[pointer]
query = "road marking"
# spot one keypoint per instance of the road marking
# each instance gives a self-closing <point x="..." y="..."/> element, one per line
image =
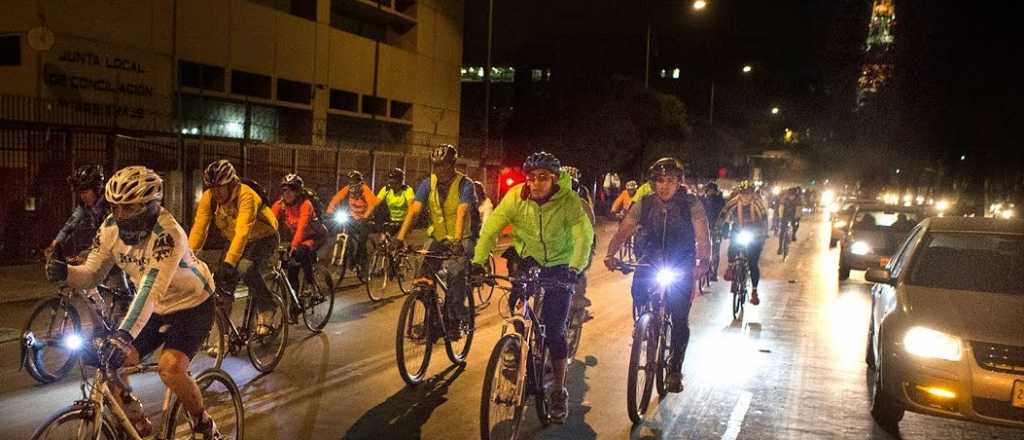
<point x="738" y="413"/>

* * * * *

Work required =>
Go through the lines above and copy any that contain "instance".

Answer for this exercise =>
# spot one keypoint per instance of the road marking
# each instance gives a self-closing <point x="..." y="..."/> element, one per line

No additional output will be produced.